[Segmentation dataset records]

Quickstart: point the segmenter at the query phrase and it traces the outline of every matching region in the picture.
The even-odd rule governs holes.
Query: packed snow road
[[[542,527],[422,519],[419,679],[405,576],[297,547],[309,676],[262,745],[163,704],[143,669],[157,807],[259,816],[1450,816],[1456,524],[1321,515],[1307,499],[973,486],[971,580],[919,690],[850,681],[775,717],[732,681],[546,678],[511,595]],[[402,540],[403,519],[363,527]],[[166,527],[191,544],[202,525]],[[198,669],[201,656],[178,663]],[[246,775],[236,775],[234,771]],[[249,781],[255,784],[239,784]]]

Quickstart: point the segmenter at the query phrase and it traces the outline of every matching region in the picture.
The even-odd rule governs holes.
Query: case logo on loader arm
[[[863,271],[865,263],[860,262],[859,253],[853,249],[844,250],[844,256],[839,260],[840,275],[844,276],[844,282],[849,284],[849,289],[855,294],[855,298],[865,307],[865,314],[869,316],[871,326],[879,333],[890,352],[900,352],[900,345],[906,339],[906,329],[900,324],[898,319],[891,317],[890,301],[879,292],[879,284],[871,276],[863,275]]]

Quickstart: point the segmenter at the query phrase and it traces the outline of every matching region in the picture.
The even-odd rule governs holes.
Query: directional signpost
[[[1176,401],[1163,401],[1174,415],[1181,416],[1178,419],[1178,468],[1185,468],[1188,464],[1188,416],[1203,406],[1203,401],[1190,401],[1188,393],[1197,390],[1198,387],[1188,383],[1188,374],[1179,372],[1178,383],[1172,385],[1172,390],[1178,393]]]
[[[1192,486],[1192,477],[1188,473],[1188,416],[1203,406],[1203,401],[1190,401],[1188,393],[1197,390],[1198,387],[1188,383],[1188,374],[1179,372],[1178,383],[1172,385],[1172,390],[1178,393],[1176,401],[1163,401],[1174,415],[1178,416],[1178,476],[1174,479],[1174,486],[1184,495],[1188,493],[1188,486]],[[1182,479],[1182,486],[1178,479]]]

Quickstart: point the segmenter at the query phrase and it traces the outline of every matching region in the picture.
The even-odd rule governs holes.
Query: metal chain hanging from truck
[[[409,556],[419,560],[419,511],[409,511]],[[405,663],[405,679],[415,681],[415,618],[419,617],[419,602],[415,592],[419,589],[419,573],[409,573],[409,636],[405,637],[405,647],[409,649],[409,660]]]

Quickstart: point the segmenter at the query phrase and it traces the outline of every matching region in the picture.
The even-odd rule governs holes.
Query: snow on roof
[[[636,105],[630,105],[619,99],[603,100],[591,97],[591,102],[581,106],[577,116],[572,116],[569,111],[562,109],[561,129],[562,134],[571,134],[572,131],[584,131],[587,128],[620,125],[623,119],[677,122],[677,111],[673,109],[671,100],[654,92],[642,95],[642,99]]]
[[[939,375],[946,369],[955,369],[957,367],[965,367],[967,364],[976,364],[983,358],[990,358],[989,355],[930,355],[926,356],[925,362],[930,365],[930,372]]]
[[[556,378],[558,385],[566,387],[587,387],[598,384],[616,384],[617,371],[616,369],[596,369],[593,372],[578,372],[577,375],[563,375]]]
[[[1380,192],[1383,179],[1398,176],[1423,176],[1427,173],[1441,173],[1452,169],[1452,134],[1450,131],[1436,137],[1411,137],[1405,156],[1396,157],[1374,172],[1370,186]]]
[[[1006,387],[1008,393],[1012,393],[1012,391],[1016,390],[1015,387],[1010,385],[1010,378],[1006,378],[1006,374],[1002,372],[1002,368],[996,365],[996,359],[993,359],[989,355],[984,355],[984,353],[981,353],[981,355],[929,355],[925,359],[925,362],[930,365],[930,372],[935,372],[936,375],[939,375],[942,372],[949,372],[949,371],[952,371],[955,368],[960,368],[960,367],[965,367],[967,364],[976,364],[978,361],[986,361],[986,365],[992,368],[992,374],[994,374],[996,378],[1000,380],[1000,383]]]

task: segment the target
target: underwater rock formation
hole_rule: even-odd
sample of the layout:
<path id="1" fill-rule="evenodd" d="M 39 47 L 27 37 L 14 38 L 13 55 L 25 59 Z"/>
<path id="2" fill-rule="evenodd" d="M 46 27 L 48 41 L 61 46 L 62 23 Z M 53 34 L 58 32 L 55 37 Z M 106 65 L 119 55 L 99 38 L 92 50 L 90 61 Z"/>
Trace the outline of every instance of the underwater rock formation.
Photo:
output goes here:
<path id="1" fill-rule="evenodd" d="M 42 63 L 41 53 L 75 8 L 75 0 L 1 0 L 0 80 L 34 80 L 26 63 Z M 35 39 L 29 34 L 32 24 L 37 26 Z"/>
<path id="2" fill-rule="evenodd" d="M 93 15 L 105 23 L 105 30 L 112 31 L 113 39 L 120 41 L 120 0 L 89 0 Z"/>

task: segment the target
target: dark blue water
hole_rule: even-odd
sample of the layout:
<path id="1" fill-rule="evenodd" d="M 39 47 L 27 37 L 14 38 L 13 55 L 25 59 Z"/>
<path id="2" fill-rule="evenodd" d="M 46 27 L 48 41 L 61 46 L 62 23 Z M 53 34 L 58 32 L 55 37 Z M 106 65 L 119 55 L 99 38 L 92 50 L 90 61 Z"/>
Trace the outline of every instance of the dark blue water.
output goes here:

→ **INSTRUCTION**: Write out all of the items above word for word, leaving nothing out.

→ **SOLUTION BELOW**:
Quickstart: point the segmenter at the query phrase and it traces the outline of every matching region in the picture.
The even-odd rule governs holes.
Query: packed snow road
[[[542,527],[422,519],[419,679],[405,576],[297,547],[309,676],[262,745],[163,704],[143,669],[157,807],[259,816],[1450,816],[1456,524],[1321,515],[1307,499],[973,486],[971,580],[919,690],[850,681],[775,717],[732,681],[546,678],[511,595]],[[402,540],[403,519],[363,527]],[[166,527],[191,544],[202,525]],[[198,669],[201,656],[178,663]],[[246,775],[236,775],[234,771]],[[249,781],[255,784],[239,784]]]

Quickstart: point the segmenter at the query phrase and it traces the outline of every matching region in the picture.
The even-odd rule governs holes.
Query: case logo on loader arm
[[[863,271],[865,263],[860,262],[859,253],[853,249],[844,250],[844,256],[839,260],[840,275],[844,276],[844,282],[849,284],[849,289],[855,294],[855,298],[865,307],[865,314],[869,316],[871,326],[879,333],[890,352],[900,352],[900,345],[906,339],[906,329],[900,324],[898,319],[891,317],[890,301],[879,292],[879,284],[871,276],[863,275]]]

Quickstart: point the segmenter at the query phrase and it traces the outline of every matching region in the picture.
The even-odd rule governs holes.
Query: directional signpost
[[[1176,401],[1163,401],[1174,415],[1181,416],[1178,419],[1178,468],[1185,468],[1188,464],[1188,416],[1203,406],[1203,401],[1190,401],[1188,393],[1197,390],[1198,387],[1188,383],[1188,374],[1179,372],[1178,383],[1172,385],[1172,390],[1178,393]]]
[[[1192,486],[1192,477],[1188,473],[1188,416],[1203,406],[1203,401],[1190,401],[1188,393],[1197,390],[1198,387],[1188,383],[1188,374],[1179,372],[1178,383],[1172,385],[1172,390],[1178,393],[1176,401],[1163,401],[1174,415],[1178,416],[1178,476],[1174,479],[1174,486],[1184,495],[1188,493],[1188,486]],[[1182,479],[1182,486],[1178,479]]]

Quickstart: point the segmenter at the query phrase and it traces the outline of every matching region in the picture.
The even-odd rule governs holes.
Query: metal chain hanging from truck
[[[409,556],[419,560],[419,511],[409,511]],[[405,663],[405,679],[415,681],[415,618],[419,617],[419,602],[415,592],[419,589],[419,573],[409,573],[409,636],[405,637],[405,647],[409,649],[409,660]]]

Quickstart: point the segmenter at the query phrase and it traces the outline of every matching region in the picture.
The even-odd rule governs holes.
Query: snow on roof
[[[636,105],[630,105],[619,99],[603,100],[591,97],[591,102],[581,106],[577,116],[572,116],[569,111],[562,109],[561,129],[562,134],[571,134],[572,131],[584,131],[587,128],[620,125],[623,119],[677,122],[677,111],[673,109],[671,100],[654,92],[642,95],[642,99]]]
[[[939,375],[946,369],[955,369],[957,367],[965,367],[967,364],[976,364],[983,358],[990,358],[989,355],[930,355],[926,356],[925,362],[930,365],[930,372]]]
[[[556,378],[558,385],[566,387],[587,387],[598,384],[616,384],[617,371],[616,369],[596,369],[593,372],[578,372],[577,375],[563,375]]]
[[[1380,192],[1383,179],[1398,176],[1423,176],[1427,173],[1441,173],[1452,169],[1452,134],[1450,131],[1436,137],[1411,137],[1405,156],[1396,157],[1374,172],[1370,186]]]
[[[1006,387],[1008,393],[1012,393],[1012,391],[1016,390],[1015,387],[1010,385],[1010,378],[1006,378],[1006,374],[1002,372],[1002,368],[996,365],[996,359],[993,359],[989,355],[984,355],[984,353],[981,353],[981,355],[929,355],[925,359],[925,362],[930,365],[930,372],[935,372],[936,375],[939,375],[942,372],[949,372],[949,371],[952,371],[955,368],[960,368],[960,367],[965,367],[967,364],[976,364],[978,361],[986,361],[986,365],[992,368],[992,374],[994,374],[996,378],[1000,380],[1000,383]]]

task: segment the target
target: underwater rock formation
hole_rule: even-odd
sample of the layout:
<path id="1" fill-rule="evenodd" d="M 39 47 L 27 37 L 14 38 L 13 55 L 25 59 Z"/>
<path id="2" fill-rule="evenodd" d="M 46 27 L 48 41 L 61 46 L 62 23 Z M 53 34 L 58 32 L 55 37 Z M 106 65 L 119 55 L 99 38 L 92 50 L 90 61 Z"/>
Trace the outline of every instance of the underwater rock formation.
Photo:
output goes here:
<path id="1" fill-rule="evenodd" d="M 42 63 L 41 53 L 75 8 L 75 0 L 1 0 L 0 80 L 34 80 L 26 63 Z M 35 39 L 29 34 L 32 24 L 37 26 Z"/>
<path id="2" fill-rule="evenodd" d="M 93 15 L 105 23 L 105 30 L 112 31 L 113 39 L 120 41 L 120 0 L 89 0 Z"/>

task: segment the target
target: dark blue water
hole_rule: even-odd
sample of the layout:
<path id="1" fill-rule="evenodd" d="M 39 47 L 27 37 L 14 38 L 13 55 L 25 59 Z"/>
<path id="2" fill-rule="evenodd" d="M 46 27 L 48 41 L 61 46 L 62 23 Z M 53 34 L 58 32 L 55 37 Z M 106 65 L 119 55 L 99 38 L 92 50 L 90 61 Z"/>
Trace the outline of every instance of the dark blue water.
output goes here:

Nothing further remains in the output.